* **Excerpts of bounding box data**
** start **

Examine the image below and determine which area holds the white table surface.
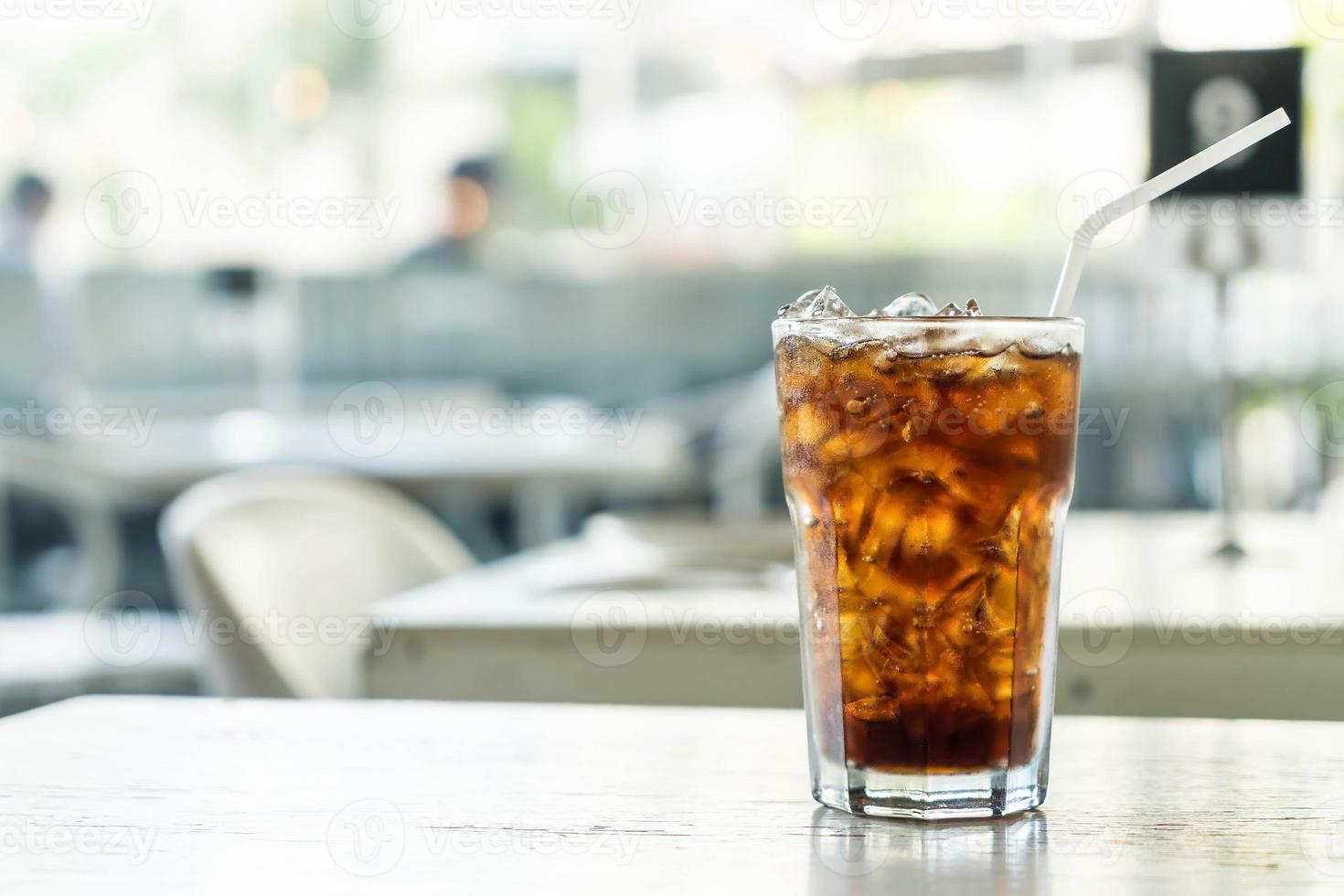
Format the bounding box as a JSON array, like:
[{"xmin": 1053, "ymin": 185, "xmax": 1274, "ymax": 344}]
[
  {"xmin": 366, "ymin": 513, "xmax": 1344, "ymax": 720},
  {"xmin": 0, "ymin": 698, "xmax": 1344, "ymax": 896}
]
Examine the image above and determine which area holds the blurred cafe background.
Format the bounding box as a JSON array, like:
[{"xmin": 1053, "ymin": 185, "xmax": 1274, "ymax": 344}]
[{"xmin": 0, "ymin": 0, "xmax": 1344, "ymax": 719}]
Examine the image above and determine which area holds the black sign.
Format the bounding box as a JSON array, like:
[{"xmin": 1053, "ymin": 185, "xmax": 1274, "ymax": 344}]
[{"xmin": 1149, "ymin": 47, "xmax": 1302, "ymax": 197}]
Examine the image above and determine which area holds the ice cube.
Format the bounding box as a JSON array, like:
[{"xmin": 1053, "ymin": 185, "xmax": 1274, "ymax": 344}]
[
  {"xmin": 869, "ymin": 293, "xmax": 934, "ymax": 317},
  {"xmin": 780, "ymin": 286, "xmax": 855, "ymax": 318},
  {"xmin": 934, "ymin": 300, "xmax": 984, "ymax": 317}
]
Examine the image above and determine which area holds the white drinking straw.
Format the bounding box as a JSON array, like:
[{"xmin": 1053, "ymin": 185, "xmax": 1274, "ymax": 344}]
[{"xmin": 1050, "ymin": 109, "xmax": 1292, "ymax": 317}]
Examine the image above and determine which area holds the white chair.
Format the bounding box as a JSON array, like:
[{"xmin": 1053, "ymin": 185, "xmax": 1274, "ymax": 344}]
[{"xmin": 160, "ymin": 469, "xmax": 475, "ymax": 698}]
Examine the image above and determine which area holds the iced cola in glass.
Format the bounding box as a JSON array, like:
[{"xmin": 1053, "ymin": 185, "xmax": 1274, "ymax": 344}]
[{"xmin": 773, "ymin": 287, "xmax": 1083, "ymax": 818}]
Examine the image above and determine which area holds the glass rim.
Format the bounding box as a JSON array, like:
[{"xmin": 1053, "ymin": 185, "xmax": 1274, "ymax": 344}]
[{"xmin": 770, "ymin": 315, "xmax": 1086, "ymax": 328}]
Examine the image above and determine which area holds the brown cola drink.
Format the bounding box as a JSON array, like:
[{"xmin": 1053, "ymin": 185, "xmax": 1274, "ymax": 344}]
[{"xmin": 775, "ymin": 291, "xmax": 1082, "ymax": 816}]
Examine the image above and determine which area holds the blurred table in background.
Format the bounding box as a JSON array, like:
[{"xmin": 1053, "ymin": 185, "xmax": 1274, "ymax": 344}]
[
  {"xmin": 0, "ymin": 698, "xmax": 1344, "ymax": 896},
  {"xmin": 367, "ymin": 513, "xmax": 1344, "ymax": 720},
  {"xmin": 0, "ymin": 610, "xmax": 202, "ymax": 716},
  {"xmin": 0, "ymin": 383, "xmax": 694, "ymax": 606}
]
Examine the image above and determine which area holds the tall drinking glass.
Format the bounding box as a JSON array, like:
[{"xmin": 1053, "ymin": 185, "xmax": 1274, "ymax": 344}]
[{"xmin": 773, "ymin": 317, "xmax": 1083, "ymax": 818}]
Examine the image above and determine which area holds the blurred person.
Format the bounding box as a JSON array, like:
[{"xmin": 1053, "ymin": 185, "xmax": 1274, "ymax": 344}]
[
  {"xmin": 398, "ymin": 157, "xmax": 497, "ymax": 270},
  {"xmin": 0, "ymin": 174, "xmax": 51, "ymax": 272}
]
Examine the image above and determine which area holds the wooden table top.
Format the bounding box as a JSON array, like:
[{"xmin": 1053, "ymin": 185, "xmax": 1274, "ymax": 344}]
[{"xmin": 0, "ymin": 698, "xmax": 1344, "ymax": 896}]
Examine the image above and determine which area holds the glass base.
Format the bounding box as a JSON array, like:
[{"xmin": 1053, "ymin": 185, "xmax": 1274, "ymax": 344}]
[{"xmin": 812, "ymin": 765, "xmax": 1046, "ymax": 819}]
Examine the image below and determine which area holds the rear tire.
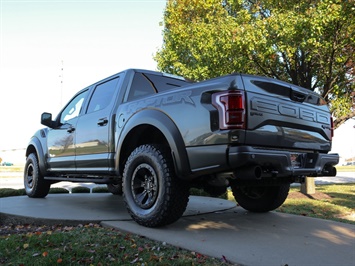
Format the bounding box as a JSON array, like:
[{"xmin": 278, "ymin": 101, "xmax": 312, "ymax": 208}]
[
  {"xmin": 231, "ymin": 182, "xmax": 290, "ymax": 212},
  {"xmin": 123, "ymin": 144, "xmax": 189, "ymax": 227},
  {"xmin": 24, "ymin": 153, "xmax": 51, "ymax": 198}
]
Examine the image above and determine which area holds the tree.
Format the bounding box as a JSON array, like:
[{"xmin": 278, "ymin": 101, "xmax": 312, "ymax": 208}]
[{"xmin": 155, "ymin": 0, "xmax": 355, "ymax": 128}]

** end **
** start **

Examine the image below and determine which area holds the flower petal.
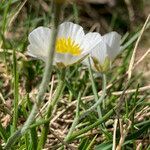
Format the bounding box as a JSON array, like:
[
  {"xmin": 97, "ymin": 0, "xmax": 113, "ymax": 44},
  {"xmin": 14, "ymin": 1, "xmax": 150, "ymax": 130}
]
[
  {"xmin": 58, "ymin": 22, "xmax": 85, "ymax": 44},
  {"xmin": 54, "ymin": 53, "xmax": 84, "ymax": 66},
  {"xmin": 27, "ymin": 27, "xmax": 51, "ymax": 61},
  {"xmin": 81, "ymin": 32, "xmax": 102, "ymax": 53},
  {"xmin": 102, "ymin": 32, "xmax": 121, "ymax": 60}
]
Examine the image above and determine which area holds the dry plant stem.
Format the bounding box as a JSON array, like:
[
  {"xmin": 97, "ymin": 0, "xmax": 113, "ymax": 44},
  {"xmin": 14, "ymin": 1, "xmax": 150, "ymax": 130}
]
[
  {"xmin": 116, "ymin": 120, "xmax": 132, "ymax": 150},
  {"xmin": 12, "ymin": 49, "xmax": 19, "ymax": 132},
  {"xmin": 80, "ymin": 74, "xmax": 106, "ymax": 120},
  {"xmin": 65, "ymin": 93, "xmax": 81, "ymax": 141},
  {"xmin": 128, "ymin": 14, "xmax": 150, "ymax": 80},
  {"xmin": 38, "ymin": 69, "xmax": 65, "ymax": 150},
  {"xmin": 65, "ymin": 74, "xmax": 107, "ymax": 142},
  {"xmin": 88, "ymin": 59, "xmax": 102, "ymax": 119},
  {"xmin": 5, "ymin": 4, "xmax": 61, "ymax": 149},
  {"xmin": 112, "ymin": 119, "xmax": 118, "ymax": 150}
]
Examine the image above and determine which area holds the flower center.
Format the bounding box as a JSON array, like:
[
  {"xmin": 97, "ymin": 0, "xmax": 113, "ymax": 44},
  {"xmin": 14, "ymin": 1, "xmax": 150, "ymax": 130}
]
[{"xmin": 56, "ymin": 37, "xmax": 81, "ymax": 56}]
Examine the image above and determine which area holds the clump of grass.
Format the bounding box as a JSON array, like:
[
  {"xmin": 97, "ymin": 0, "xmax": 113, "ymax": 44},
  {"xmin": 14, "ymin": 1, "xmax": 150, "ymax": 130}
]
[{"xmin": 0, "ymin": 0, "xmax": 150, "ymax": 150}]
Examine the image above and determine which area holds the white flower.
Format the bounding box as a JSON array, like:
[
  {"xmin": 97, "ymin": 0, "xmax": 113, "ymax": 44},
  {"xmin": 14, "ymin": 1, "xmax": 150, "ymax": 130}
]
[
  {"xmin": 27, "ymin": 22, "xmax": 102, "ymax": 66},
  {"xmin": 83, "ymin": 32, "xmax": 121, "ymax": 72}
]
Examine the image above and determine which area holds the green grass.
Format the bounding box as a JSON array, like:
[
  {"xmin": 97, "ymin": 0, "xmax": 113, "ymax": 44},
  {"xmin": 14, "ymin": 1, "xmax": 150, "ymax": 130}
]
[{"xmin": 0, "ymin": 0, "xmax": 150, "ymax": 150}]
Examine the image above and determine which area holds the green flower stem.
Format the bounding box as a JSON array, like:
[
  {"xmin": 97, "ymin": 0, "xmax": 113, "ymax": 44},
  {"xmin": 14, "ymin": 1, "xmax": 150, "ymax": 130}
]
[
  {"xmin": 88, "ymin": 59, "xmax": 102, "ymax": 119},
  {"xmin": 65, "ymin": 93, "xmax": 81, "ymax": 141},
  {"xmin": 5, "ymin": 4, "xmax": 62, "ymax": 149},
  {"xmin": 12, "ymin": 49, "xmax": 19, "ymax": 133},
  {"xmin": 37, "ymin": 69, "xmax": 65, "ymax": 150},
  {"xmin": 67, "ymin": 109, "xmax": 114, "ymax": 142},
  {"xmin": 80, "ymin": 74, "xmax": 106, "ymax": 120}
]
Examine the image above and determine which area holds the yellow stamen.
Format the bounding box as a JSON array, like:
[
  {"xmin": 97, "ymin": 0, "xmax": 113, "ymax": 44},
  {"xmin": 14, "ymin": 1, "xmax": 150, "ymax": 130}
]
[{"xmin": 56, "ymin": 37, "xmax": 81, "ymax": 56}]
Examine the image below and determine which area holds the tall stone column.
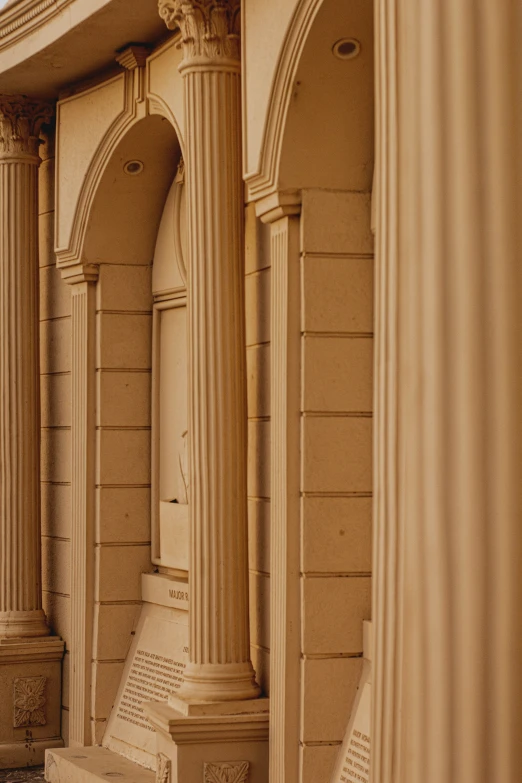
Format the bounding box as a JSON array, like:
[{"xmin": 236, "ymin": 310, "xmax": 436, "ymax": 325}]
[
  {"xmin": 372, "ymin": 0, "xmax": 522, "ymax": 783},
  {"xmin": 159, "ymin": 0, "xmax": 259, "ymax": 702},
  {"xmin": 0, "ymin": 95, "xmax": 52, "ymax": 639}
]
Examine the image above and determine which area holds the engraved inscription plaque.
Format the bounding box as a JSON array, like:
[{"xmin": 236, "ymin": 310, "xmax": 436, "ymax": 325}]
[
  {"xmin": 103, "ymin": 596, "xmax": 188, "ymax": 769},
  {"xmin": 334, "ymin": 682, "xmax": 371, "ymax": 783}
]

** end **
** start **

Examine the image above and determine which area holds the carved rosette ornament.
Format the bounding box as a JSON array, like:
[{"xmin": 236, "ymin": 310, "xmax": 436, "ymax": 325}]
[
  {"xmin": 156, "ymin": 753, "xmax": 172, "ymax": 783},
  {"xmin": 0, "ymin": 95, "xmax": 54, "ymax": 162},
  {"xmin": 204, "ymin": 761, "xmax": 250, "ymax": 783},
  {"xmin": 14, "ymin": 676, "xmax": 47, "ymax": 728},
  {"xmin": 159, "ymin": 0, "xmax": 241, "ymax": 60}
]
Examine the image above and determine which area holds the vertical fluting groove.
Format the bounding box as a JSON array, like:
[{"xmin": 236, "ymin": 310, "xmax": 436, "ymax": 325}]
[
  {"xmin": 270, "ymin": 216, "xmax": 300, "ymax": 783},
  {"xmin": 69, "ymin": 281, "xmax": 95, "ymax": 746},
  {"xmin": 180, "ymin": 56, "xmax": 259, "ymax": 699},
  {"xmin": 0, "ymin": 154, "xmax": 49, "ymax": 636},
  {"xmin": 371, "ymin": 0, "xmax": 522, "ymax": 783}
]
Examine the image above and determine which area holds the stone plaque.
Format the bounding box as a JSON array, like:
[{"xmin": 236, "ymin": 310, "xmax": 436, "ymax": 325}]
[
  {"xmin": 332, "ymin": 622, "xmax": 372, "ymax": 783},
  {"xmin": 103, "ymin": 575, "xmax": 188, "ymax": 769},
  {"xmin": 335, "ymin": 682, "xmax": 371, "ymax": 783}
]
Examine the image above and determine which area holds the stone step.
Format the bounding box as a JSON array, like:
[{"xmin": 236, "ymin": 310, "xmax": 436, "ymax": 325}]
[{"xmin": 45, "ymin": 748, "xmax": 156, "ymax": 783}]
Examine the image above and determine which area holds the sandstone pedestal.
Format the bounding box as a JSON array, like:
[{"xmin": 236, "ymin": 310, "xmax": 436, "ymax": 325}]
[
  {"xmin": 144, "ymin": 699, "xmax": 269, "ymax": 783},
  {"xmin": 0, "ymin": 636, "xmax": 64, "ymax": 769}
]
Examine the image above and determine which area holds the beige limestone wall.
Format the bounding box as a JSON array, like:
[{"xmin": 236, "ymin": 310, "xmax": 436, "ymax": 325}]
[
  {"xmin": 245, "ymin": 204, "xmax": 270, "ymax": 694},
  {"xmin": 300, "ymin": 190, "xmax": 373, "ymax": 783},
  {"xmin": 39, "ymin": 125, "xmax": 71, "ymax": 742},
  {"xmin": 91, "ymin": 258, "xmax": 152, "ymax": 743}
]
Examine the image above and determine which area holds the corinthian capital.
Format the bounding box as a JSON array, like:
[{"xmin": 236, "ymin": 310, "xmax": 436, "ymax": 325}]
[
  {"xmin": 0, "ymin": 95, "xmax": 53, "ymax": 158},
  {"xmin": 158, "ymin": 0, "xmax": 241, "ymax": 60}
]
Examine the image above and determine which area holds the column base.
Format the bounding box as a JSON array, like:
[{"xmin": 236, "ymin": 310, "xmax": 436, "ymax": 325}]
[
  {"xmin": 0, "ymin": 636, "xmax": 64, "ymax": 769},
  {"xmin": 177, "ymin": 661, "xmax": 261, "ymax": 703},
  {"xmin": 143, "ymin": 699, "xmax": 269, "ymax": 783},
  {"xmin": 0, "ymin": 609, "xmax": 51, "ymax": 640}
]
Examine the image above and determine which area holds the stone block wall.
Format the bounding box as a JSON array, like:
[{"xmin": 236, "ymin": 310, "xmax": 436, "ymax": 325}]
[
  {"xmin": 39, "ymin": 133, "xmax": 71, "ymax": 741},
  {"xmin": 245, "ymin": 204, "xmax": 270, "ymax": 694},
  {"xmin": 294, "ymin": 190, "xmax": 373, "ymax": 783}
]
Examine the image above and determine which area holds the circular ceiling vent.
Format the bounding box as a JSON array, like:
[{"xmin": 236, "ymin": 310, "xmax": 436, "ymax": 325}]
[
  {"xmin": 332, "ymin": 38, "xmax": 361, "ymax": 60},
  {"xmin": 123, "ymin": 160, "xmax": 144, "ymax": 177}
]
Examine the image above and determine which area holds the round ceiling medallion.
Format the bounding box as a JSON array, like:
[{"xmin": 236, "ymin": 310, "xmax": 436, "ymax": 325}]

** end **

Pull out every line of the entries above that contains the word "ceiling", and copy each one in full.

* **PROBLEM SOLUTION**
Examine the image above and determine which area holds the circular ceiling vent.
Examine the image above and determine which area holds the round ceiling medallion.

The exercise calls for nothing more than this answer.